Aufgabenstellung A. Bearbeiten Sie die Einträge von der Zeile mit „Target — black leather shoe“ bis einschließlich zum Ende der Einträge, indem Sie „Put a pin“ durch „Place a marker“ ersetzen. Geben Sie diese Zeilen ansonsten unverändert wieder.

Dokumentauszug.
★ ★ ★ ★

BAG zur Versetzung eines Piloten ins Ausland

von Prof. Dr. Markus Stoffels, veröffentlicht am 01.12.2022
Rechtsgebiete: Bürgerliches RechtArbeitsrecht|1866 Aufrufe

Unternehmensweite Versetzungsklauseln finden sich in zahlreichen Arbeitsverträgen. Sie sollen es dem Arbeitgeber ermöglichen, einen Arbeitnehmer ggf. auch in einen anderen Betrieb an einem anderen Ort zu versetzen. Das BAG hält solche Klauseln, auch wenn Sie keine einschränkenden Voraussetzungen nennen, für AGB-rechtskonform. Dahinter steht erkennbar der Gedanke, dass den berechtigten Interessen des Arbeitnehmers in der nachgelagerten Ausübungskontrolle Rechnung getragen werden kann. Hier wird genauer hingeschaut und geprüft, ob die Versetzungsanordnung billigem Ermessen im Sinne des § 106 GewO entspricht.

★ ★ ★ ★

[Einträge zur Ortsbestimmung]

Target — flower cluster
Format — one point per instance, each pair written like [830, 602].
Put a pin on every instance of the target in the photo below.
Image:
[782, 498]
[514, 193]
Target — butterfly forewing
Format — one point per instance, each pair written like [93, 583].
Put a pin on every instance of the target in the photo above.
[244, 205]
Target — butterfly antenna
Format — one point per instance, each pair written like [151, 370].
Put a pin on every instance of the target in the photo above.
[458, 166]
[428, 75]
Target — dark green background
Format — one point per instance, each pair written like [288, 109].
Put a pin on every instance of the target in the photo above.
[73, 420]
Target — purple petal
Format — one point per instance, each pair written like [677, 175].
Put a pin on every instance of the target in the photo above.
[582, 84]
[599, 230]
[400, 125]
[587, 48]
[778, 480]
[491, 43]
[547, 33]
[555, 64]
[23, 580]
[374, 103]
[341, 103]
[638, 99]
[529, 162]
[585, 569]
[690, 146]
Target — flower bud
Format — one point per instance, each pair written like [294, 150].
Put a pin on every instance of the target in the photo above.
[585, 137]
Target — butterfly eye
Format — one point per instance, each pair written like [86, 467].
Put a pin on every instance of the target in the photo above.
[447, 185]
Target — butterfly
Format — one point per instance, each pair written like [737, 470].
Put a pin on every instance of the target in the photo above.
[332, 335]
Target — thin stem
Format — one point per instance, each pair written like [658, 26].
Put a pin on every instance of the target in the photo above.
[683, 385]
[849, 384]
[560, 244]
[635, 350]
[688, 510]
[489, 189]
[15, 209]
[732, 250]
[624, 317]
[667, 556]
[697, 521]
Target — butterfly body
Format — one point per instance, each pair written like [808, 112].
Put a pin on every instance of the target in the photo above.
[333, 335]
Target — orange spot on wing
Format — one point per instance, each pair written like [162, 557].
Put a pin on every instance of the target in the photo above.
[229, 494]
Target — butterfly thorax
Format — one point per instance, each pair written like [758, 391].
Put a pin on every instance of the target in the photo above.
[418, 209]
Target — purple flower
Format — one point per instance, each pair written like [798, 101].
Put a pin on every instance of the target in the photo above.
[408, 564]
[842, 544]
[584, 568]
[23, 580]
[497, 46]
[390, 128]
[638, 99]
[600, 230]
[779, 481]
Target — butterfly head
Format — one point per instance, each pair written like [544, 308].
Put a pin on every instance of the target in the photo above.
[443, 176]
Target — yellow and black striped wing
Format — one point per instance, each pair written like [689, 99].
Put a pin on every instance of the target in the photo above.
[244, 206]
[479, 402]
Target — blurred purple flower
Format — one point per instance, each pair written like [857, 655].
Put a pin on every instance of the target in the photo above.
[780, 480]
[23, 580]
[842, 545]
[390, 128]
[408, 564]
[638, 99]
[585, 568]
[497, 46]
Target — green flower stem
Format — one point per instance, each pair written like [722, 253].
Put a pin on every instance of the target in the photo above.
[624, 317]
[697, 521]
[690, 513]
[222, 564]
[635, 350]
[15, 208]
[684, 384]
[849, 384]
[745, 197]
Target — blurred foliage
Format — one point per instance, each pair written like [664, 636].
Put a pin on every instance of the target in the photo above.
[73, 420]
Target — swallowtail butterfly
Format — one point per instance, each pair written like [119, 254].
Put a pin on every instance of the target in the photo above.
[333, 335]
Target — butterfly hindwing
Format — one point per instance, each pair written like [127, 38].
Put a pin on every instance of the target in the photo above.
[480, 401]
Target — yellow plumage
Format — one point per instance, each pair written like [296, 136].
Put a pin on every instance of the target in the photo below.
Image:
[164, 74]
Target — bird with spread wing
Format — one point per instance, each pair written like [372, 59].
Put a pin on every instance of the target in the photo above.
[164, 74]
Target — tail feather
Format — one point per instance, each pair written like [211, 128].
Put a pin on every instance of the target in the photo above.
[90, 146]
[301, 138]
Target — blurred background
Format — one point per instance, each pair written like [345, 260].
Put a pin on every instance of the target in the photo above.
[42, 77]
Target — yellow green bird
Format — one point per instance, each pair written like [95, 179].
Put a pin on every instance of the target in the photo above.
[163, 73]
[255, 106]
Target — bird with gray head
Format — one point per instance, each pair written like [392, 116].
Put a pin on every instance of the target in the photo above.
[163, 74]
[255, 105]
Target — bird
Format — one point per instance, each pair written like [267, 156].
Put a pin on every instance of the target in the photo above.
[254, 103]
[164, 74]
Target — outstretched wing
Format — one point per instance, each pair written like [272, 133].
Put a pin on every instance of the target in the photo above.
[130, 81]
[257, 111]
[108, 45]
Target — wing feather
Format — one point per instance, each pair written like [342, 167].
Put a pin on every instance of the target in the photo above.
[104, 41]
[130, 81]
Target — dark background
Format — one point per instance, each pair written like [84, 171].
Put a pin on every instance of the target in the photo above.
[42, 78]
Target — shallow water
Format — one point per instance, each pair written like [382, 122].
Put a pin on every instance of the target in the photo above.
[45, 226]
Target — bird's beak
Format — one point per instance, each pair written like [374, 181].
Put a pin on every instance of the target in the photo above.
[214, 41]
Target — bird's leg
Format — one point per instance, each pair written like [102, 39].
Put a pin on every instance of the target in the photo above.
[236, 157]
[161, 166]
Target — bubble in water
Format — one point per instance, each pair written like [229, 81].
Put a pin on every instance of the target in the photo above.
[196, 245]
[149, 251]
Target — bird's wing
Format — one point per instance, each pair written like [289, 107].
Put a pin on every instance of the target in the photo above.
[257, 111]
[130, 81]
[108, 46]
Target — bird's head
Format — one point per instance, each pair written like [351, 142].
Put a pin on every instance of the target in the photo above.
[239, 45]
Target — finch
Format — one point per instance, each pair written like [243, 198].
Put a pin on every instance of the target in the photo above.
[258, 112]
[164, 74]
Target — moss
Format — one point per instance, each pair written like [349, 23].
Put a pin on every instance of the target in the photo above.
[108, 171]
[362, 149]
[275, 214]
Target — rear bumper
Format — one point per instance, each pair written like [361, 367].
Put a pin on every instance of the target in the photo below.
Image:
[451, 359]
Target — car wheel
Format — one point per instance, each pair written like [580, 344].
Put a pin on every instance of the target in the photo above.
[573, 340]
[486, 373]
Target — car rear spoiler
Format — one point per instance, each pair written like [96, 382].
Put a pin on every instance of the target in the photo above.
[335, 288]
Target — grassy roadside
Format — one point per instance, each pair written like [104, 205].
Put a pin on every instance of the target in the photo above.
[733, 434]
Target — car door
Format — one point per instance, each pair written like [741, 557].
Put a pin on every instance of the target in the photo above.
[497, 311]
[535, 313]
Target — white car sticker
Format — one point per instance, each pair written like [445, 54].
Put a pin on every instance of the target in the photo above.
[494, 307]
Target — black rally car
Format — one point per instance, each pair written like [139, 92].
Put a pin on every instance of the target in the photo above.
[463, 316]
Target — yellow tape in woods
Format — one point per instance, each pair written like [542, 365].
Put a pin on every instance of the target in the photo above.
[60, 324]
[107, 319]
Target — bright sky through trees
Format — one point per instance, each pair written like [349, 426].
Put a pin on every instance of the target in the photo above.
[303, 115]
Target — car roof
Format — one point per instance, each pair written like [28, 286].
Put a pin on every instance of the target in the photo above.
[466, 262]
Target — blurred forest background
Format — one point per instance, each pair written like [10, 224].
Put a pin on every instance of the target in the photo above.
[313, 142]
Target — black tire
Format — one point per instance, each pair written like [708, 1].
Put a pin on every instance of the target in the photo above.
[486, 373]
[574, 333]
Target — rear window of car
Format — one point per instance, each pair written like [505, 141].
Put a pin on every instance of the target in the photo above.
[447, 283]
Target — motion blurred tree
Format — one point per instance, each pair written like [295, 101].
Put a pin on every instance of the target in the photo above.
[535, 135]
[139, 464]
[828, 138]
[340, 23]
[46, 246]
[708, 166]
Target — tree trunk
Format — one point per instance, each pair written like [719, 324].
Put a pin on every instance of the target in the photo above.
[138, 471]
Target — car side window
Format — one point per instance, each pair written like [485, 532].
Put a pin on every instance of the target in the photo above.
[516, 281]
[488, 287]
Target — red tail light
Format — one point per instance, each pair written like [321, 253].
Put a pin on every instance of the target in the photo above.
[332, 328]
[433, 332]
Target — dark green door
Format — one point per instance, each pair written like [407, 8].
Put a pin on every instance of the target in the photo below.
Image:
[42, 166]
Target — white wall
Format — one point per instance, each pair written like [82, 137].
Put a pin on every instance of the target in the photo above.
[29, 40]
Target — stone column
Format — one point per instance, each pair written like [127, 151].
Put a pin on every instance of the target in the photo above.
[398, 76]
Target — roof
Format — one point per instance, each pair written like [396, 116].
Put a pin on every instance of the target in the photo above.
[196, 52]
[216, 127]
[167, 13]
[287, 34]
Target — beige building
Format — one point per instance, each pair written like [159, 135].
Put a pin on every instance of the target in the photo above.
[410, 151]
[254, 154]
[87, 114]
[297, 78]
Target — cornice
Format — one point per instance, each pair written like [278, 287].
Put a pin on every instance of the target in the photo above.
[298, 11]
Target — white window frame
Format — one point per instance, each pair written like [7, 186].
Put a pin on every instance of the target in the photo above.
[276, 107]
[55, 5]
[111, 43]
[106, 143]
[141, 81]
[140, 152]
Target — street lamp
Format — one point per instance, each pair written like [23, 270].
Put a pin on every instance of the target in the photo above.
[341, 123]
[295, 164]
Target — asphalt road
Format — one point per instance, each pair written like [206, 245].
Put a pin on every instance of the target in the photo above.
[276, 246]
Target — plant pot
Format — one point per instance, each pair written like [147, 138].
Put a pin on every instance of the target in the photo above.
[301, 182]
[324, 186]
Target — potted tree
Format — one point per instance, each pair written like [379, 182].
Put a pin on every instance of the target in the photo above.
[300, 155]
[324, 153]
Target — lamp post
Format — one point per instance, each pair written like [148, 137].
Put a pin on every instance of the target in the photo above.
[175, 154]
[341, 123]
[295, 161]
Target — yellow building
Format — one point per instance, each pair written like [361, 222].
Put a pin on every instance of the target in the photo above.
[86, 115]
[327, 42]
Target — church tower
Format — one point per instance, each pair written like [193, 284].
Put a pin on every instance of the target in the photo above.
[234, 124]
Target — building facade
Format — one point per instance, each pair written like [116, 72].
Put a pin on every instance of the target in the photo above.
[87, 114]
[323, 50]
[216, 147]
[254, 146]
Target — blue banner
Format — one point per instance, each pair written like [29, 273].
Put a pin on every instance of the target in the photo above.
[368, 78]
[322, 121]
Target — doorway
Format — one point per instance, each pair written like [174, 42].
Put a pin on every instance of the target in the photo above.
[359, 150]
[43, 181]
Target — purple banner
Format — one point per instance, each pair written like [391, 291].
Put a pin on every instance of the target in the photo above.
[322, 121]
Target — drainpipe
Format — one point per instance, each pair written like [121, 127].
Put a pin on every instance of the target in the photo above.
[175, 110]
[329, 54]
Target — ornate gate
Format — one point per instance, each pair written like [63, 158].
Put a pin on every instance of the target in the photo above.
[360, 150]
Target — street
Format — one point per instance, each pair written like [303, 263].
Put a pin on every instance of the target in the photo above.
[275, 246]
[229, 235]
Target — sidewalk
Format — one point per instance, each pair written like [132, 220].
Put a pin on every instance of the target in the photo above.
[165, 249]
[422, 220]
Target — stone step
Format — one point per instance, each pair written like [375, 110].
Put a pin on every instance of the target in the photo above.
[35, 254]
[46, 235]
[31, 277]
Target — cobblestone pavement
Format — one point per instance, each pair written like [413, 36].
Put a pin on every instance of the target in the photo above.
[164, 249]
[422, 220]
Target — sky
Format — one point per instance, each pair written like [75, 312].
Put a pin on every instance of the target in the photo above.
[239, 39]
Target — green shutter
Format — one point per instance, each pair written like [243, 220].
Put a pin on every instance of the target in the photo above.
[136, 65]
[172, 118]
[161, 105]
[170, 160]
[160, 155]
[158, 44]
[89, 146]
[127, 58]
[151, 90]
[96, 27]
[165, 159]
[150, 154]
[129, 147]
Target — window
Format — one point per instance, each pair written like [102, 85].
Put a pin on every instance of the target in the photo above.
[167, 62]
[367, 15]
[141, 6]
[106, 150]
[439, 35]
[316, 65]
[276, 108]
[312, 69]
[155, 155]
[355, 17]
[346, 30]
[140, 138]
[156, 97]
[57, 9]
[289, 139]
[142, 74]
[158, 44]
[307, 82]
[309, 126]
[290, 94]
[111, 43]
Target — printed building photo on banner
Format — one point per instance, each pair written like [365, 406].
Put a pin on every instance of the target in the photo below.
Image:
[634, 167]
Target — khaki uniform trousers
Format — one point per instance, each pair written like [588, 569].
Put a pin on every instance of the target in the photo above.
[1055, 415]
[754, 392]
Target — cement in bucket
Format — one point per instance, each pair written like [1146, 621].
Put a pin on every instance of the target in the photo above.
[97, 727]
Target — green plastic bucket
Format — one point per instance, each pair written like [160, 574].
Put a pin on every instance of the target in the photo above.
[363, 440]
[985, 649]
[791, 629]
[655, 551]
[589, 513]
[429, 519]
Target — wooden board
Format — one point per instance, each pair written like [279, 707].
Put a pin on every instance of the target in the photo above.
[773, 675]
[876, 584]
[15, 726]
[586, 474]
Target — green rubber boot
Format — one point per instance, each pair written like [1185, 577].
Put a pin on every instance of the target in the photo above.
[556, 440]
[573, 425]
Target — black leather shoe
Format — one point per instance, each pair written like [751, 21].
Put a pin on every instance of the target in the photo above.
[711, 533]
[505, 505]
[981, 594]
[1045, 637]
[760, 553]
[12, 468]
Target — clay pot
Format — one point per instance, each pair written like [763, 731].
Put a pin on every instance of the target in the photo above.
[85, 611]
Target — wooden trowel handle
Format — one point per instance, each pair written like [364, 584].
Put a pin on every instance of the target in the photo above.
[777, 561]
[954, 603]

★ ★ ★ ★

Aufgabenstellung B. Kopieren Sie aus dem Dokumentauszug wortgetreu den Abschnitt von „BAG zur Versetzung“ bis einschließlich „106 GewO entspricht.“.

Endgültige Antwort A.
Target — black leather shoe
Format — one point per instance, each pair written like [751, 21].
Place a marker on every instance of the target in the photo above.
[711, 533]
[505, 505]
[981, 594]
[1045, 637]
[760, 553]
[12, 468]
Target — clay pot
Format — one point per instance, each pair written like [763, 731].
Place a marker on every instance of the target in the photo above.
[85, 611]
Target — wooden trowel handle
Format — one point per instance, each pair written like [364, 584].
Place a marker on every instance of the target in the photo above.
[777, 561]
[954, 603]

Endgültige Antwort B.
BAG zur Versetzung eines Piloten ins Ausland

von Prof. Dr. Markus Stoffels, veröffentlicht am 01.12.2022
Rechtsgebiete: Bürgerliches RechtArbeitsrecht|1866 Aufrufe

Unternehmensweite Versetzungsklauseln finden sich in zahlreichen Arbeitsverträgen. Sie sollen es dem Arbeitgeber ermöglichen, einen Arbeitnehmer ggf. auch in einen anderen Betrieb an einem anderen Ort zu versetzen. Das BAG hält solche Klauseln, auch wenn Sie keine einschränkenden Voraussetzungen nennen, für AGB-rechtskonform. Dahinter steht erkennbar der Gedanke, dass den berechtigten Interessen des Arbeitnehmers in der nachgelagerten Ausübungskontrolle Rechnung getragen werden kann. Hier wird genauer hingeschaut und geprüft, ob die Versetzungsanordnung billigem Ermessen im Sinne des § 106 GewO entspricht.